**Data for analysis:**

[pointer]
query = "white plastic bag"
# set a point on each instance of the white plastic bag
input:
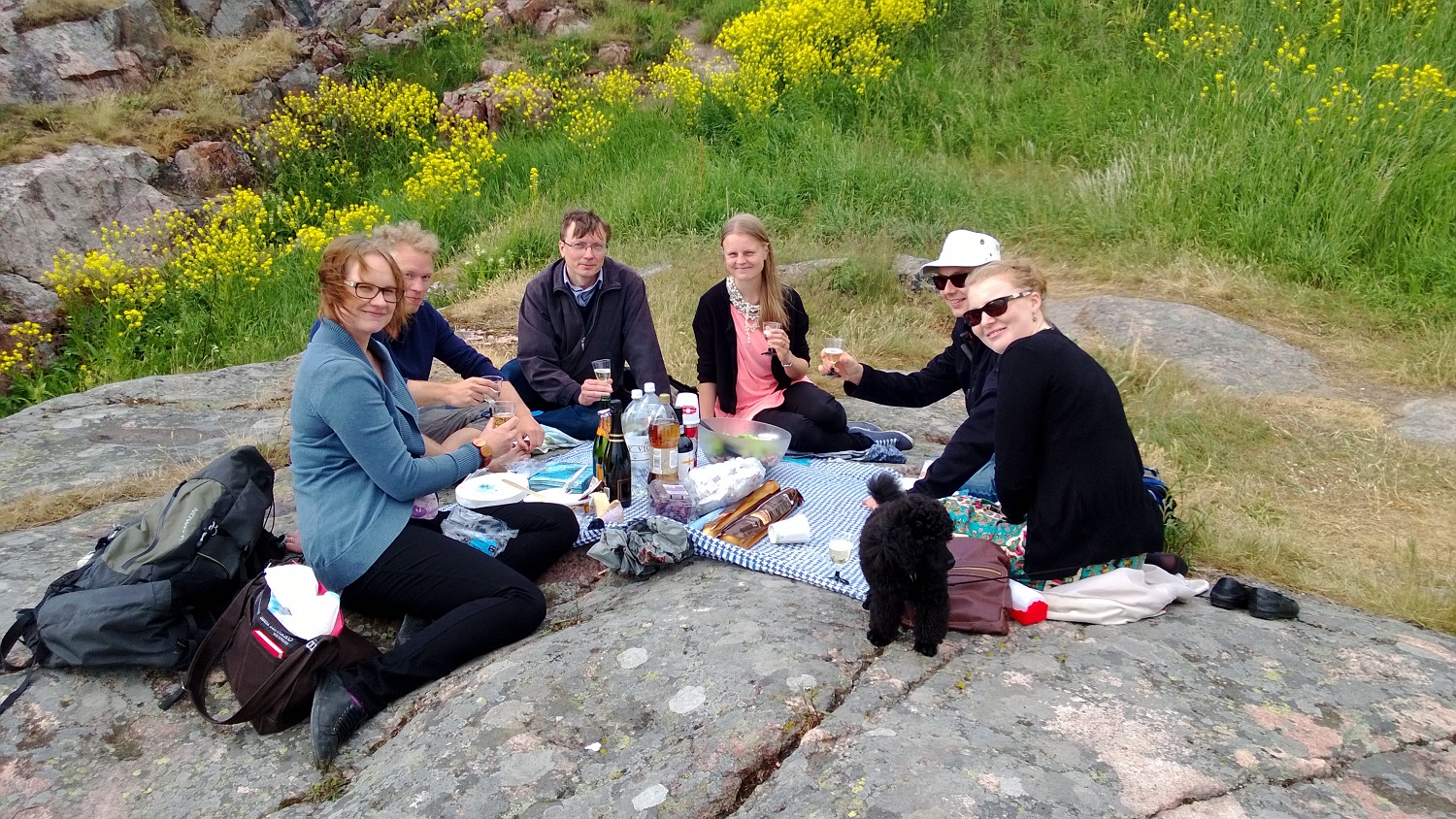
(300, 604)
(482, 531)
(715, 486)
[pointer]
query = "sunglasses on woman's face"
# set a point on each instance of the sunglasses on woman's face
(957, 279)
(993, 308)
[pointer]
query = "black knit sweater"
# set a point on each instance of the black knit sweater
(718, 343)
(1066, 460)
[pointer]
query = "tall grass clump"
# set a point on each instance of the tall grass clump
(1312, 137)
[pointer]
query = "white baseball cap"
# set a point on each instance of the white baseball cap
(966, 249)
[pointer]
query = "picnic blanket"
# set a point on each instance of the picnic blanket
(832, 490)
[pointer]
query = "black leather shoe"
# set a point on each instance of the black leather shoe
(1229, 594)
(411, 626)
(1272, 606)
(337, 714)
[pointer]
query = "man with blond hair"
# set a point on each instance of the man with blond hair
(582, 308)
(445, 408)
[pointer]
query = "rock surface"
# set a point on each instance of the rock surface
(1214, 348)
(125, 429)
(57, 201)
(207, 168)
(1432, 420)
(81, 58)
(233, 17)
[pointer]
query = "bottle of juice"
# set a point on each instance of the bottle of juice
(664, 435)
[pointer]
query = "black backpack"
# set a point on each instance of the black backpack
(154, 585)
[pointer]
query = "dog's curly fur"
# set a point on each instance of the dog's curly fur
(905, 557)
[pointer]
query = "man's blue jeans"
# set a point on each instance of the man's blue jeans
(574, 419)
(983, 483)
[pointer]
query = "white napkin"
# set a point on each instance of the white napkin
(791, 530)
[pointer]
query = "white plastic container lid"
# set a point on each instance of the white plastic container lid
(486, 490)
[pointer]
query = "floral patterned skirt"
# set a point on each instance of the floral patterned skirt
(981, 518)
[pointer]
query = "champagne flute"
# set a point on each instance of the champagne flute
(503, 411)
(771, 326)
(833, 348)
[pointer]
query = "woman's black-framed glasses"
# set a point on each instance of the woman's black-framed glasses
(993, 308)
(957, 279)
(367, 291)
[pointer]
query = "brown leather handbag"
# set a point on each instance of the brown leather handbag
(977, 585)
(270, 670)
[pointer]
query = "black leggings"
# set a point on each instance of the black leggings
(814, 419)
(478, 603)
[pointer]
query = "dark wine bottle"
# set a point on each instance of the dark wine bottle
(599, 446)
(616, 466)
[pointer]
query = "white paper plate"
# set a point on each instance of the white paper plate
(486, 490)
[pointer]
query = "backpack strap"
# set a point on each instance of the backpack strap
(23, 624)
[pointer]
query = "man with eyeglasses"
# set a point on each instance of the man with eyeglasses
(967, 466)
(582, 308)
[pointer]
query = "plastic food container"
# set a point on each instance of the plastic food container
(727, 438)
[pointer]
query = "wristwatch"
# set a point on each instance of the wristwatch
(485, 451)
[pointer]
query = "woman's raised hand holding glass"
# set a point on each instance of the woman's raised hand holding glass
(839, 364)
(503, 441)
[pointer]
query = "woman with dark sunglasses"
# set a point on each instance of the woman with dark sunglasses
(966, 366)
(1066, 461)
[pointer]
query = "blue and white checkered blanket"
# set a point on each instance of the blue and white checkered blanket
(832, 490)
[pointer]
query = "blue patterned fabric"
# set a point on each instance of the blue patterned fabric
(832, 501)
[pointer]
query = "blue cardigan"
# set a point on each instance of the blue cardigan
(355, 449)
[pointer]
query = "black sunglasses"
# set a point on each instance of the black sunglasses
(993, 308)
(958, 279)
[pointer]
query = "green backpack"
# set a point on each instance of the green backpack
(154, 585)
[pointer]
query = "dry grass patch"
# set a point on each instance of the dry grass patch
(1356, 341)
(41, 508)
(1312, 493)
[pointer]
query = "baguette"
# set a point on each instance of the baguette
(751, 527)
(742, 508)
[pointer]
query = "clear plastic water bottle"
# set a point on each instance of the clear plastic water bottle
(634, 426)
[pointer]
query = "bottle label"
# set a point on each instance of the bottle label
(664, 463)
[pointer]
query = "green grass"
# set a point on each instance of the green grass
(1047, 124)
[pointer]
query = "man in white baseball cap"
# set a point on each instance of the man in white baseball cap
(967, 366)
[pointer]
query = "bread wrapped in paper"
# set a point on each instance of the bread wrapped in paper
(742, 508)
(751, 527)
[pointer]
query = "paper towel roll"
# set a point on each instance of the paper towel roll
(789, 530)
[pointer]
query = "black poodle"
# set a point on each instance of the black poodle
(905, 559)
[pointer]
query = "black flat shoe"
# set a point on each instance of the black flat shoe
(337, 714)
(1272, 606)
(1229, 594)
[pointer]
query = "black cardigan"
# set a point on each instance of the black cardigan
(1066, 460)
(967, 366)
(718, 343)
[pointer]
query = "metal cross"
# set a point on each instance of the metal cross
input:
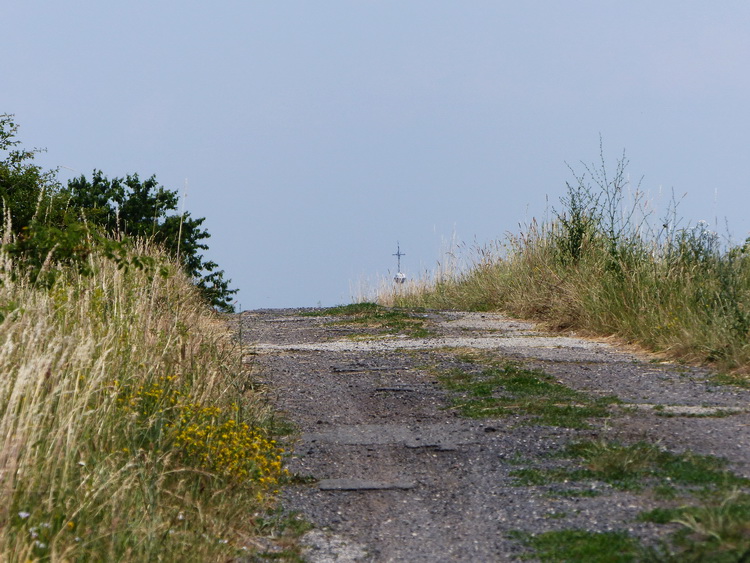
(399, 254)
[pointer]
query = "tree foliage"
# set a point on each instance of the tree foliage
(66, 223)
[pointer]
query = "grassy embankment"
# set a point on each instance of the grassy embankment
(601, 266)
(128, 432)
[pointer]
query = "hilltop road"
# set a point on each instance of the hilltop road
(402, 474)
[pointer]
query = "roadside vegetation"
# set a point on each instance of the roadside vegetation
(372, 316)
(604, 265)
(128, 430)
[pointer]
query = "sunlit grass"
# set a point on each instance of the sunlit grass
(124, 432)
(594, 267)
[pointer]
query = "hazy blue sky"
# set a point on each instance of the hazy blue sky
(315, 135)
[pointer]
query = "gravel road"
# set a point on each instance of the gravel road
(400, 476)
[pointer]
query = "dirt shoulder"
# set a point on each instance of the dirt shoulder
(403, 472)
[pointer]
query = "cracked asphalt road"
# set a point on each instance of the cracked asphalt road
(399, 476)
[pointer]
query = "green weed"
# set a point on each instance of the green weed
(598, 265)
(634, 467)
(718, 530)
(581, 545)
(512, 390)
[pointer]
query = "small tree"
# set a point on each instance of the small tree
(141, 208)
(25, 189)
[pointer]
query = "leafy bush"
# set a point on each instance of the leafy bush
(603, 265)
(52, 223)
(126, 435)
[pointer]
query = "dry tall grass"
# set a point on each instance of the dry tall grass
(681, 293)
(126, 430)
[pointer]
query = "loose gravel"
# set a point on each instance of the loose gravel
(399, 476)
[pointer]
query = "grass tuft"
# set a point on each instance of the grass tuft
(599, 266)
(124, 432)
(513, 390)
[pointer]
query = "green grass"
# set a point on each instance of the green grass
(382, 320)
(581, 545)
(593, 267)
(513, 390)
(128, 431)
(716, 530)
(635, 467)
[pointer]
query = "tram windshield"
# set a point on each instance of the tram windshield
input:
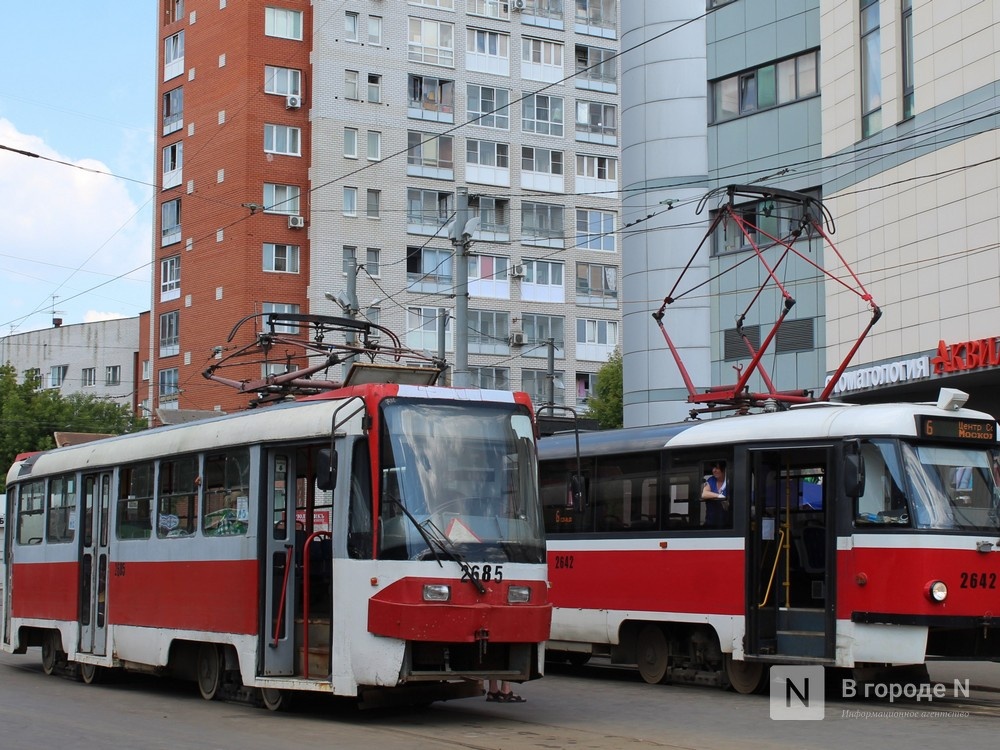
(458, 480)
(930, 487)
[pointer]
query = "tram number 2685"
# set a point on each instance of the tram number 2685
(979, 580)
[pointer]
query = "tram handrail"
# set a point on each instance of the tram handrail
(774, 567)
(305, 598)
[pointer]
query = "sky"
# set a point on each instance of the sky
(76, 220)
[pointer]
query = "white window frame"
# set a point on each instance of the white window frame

**Problem to work on:** Without any pictures, print the whole listing again exactly as it stands.

**Response to this task:**
[pointer]
query = "white plastic bag"
# set a point on each instance of the white plastic bag
input:
(300, 604)
(482, 531)
(715, 486)
[pointer]
query = "sunglasses on woman's face"
# set a point on each instance of the sunglasses on woman's face
(957, 279)
(993, 308)
[pointer]
query = "black knit sweater"
# set a point on each instance of the black knit sweater
(718, 343)
(1066, 460)
[pointer]
query = "tall grass clump"
# set a point on each instance of the tall grass clump
(1312, 137)
[pointer]
query = "white baseball cap"
# set a point on each instance of the white baseball cap
(966, 249)
[pointer]
query = "picnic blanket"
# set a point on each instance of the picnic blanket
(832, 490)
[pointer]
query = "black leather shoe"
# set a point on each instance of the black leather shoe
(1229, 594)
(411, 626)
(1272, 606)
(337, 714)
[pointer]
query = "man with blond hair"
# set a point on each instance of the man with blond hair
(582, 308)
(445, 408)
[pointer]
query = "rock surface"
# set a point on each instance of the rock surface
(1214, 348)
(125, 429)
(57, 201)
(207, 168)
(1432, 420)
(81, 58)
(233, 17)
[pointer]
query = "bottle of juice"
# set a point on each instance of the bottle of juice
(664, 435)
[pointer]
query = "black backpack"
# set a point on each instance of the black backpack
(154, 585)
[pointer]
query = "dog's curly fur"
# set a point on each instance of the dog's curly fur
(905, 557)
[pointer]
query = "man's blue jeans"
# set a point on each instance of the man's blue jeans
(574, 419)
(983, 483)
[pointer]
query = "white napkin"
# set a point on each instance of the white napkin
(791, 530)
[pointer]
query = "white plastic container lid"
# set a point on each instance of the white plastic container lid
(486, 490)
[pointer]
query = "floral patterned skirt"
# set a point on each instance of the floral patterned skirt
(981, 518)
[pointer]
query = "champagne flute"
# set a point on each instance of the champagne flute
(503, 411)
(771, 326)
(833, 348)
[pointer]
query = "woman's black-framed glasses"
# set a point on each instance of the woman's black-framed glasses
(993, 308)
(957, 279)
(367, 291)
[pointer]
query = "brown leather handbag"
# set a point on each instance of the brown leather handbag
(977, 585)
(270, 670)
[pointer]
query = "black leggings"
# set a point on each instance of the black leggings
(814, 419)
(478, 603)
[pointer]
query = "dark wine bottle"
# set a point on each instance of the dark wine bottle
(599, 446)
(616, 466)
[pointer]
query = "white paper plate"
# set a point on each instance of the white paper plate
(486, 490)
[pointer]
query = "backpack strap"
# set a point on each instance of the backpack strap
(23, 624)
[pointer]
query = "man with eyeglasses"
# set a point on each instance of the man with eyeglasses
(967, 466)
(582, 308)
[pointer]
query = "plastic food container"
# set a point on each instance of the plastic food container
(727, 438)
[pointer]
query = "wristwatch"
# set a point on each instance of the wristwatch
(485, 451)
[pointer]
query = "woman's raised hand holding glass"
# set a point on each instance of the woman's raised hand holding glass
(839, 364)
(503, 441)
[pointer]
query = "woman with dark sunglasses"
# set a point on each instance of the woman with dark sunglasses
(966, 366)
(1066, 461)
[pointer]
query = "blue and white checkered blanket"
# set a point on each instance of the blue and white checkered blanket
(832, 490)
[pointer]
query = "blue patterned fabric"
# set a point on each instance of the blue patterned fabric
(832, 501)
[pointer]
query = "blue cardigan"
# set a point on each instance of the blue cardigan
(355, 449)
[pointer]
query = "black sunglasses"
# set a point on each instance of the black sunglasses
(993, 308)
(958, 279)
[pointer]
query = "green backpack"
# set a point on each instance of the green backpack
(154, 585)
[pointer]
query = "dry grass patch"
# set a point on each instance of the dry grass patch
(1356, 341)
(41, 508)
(1312, 493)
[pointer]
query = "baguette"
# set a point on each instance of the baguette
(751, 527)
(742, 508)
[pointer]
query = "clear plastic water bottle"
# set a point on each instance of the clear plastic water bottle
(634, 426)
[pointer]
query = "bottle label"
# set a point on each instance of the bottle label
(664, 463)
[pointer]
query = "green grass"
# set a point on each instance of the green grass
(1047, 124)
[pointer]
query = "man in white baseball cap"
# set a point on each instance of the man in white baseball cap
(967, 366)
[pointer]
query = "bread wrapped in paper"
# set a point on each instance of the bread wrapped in paper
(742, 508)
(751, 527)
[pointer]
query = "paper towel roll"
# set a point on each instance of the paper towel roll
(789, 530)
[pointer]
query = "black poodle"
# set a point on each instance of the black poodle
(905, 559)
[pointer]
query = "black flat shoe"
# set a point on each instance of the black flat shoe
(337, 714)
(1272, 606)
(1229, 594)
[pointer]
query = "black cardigan"
# set a point on each instance of the black cardigan
(1066, 460)
(967, 366)
(718, 343)
[pointer]
query = "metal cross"
# set a point on each instance of the metal cross
input:
(399, 254)
[pointer]
query = "tree foliage"
# set a point on each instance of the tree foliage
(66, 223)
[pointer]
query = "grassy embankment"
# set a point on each instance of the grassy embankment
(601, 266)
(128, 432)
[pointer]
query = "hilltop road"
# set a point on each instance of the hilltop road
(402, 474)
[pointer]
query = "roadside vegetation"
# set a point on each instance of the roadside vegetation
(372, 316)
(604, 265)
(128, 430)
[pointer]
query = "sunlit grass"
# set a point on each instance of the sunlit grass
(124, 432)
(594, 267)
[pointer]
query = "hazy blue sky"
# set a point on each instance of the hazy blue sky
(315, 135)
[pointer]
query = "gravel road"
# set a point on each instance of the gravel road
(400, 476)
[pointer]
query = "dirt shoulder"
# set a point on each instance of the dirt shoulder
(403, 472)
[pointer]
query = "cracked asphalt road"
# set a point on each instance of the cracked asphalt road
(399, 476)
[pointer]
query = "green weed"
# set a point on each instance of the green weed
(598, 265)
(634, 467)
(718, 530)
(581, 545)
(512, 390)
[pointer]
query = "small tree"
# set a point on each instance of the small tree
(141, 208)
(25, 189)
[pointer]
query = "leafy bush"
# set a point on each instance of the leafy bush
(603, 265)
(52, 223)
(126, 435)
[pointer]
query = "dry tall grass"
# set a point on each instance of the dry tall grass
(681, 293)
(126, 430)
[pointer]
query = "loose gravel"
# set a point on each instance of the loose gravel
(399, 476)
[pointer]
query = "grass tuft"
# set a point on each instance of the grass tuft
(599, 266)
(124, 432)
(513, 390)
[pointer]
query = "green grass"
# set a point on each instance of the green grass
(382, 320)
(581, 545)
(593, 267)
(513, 390)
(128, 431)
(716, 530)
(635, 467)
[pointer]
query = "tram windshield"
# set a point on each instance of the tram windshield
input:
(458, 480)
(930, 487)
[pointer]
query = "tram number 2685"
# set a point on each instance of the tram number 2685
(979, 580)
[pointer]
query = "tram handrail"
# set a point on each instance of the tram handrail
(774, 567)
(305, 598)
[pointer]
query = "sky"
# set a point on each instance of the sky
(76, 220)
[pointer]
query = "white window frame"
# set a point on each instance of the white window frame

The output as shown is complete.